As for nuking from orbit don’t I wish. I don’t have the money nor the physical abilities to be able to take up some of the options available that would truly nuke the problem from orbit. FTTP is getting close now after 18 years of waiting, and the system as a whole is indeed highly reliable because the bonding covers up all known faults. Even with one line down it’s still fine and my wife is able to work with no problems. We also have 3G as a transparent failover should three copper lines fail and 4G is available to us too. If I didn’t monitor the system closely I wouldn’t even know that a line has gone down/up, or down and staying down. My wife gets an SMS (email optional too) to tell us that a line has gone down. Ten years ago, before I spent money in starting up the business, I definitely could have nuked the thing from orbit.

My aims in boring you all with documenting the history of this are (i) to use your collective brain power considering how weird it all is (ii) to serve as a historical record for me too, (iii) to be of interest to a small minority.

- - - - - - -

DIRECTION 1
In the post about the home internet setup, how many years has the writer waited for FTTP?
DIRECTION 2
Rewrite everything in the post about the home internet setup from "My aims in boring" down to "a small minority.", changing "historical" to "personal".
DIRECTION 3
Carry on the post about the home internet setup from its final sentence.

Entries from a dataset
- - - - - - -

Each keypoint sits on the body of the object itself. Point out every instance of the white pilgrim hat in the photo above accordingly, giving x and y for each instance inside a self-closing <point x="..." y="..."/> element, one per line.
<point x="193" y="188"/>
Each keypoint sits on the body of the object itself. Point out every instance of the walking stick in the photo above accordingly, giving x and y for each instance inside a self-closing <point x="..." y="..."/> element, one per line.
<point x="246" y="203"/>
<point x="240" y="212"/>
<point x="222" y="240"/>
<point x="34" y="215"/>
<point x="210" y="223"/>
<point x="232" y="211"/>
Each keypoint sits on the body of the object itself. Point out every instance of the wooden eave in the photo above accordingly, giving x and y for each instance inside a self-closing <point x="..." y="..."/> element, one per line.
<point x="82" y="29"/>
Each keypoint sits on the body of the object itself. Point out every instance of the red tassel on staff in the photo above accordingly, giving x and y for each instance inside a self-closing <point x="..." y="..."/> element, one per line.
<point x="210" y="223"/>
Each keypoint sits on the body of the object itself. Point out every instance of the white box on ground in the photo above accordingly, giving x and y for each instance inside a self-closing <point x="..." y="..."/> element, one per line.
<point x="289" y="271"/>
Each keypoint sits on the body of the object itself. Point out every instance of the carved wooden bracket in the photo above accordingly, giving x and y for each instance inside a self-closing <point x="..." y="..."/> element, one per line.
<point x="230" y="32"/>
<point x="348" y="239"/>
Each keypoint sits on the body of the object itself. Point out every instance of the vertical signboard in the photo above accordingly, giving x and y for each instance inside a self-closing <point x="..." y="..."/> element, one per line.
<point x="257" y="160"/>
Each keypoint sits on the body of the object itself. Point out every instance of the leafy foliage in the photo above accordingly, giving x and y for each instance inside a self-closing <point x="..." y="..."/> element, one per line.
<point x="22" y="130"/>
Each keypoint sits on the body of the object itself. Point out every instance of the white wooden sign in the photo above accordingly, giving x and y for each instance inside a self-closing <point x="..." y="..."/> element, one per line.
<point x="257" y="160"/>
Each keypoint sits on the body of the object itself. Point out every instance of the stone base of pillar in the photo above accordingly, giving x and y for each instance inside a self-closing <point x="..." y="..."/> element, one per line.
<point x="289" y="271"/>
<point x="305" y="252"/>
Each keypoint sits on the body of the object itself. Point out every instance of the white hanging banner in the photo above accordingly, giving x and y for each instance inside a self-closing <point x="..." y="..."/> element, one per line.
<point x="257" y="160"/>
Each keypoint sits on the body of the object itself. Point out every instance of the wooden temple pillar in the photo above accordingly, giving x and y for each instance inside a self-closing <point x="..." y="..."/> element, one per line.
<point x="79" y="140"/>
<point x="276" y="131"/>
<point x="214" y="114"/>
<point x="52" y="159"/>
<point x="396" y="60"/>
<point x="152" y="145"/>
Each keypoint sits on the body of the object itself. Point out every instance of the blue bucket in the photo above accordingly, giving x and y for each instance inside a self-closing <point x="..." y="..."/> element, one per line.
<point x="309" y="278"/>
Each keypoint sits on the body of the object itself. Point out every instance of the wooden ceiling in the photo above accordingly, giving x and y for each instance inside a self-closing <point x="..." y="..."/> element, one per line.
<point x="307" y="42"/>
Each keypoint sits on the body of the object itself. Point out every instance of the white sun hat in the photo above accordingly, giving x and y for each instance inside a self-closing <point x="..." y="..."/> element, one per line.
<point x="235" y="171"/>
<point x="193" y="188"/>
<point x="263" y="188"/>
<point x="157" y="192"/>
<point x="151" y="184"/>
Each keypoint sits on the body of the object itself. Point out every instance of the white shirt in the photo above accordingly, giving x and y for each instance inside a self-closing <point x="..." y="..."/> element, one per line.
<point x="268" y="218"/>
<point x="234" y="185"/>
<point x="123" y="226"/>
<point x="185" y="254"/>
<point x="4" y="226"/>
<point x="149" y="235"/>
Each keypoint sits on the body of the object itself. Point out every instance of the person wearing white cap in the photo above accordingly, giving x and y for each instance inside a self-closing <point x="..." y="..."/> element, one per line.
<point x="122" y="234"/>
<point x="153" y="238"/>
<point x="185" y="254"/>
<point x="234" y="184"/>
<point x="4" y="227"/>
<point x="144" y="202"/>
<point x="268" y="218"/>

- - - - - - -

WRITTEN REPLY 1
18 years.

WRITTEN REPLY 2
My aims in boring you all with documenting the history of this are (i) to use your collective brain power considering how weird it all is (ii) to serve as a personal record for me too, (iii) to be of interest to a small minority.

WRITTEN REPLY 3
As for your point about the waste of time, you would thing Openreach would have some escalation department for repeat faults. They ought to know about this, and if not then they could be reminded and then they should either review the entire cable bundle or simply replace the whole lot with fresh copper as part of decent customer service.

I could ask AA to try and escalate this within OR and/or BTW. Presumably if I email OR they’ll tell me to contact my ISP.



Could you put your thinking caps on (or keep them on) and please, electronic engineering people, please let me know how we can have either a frequency-selective noise susceptibility and/or signal attenuation problem so that it amounts to reduced SNRM that isn’t truly narrow-band and which can somehow get fixed without us knowing how.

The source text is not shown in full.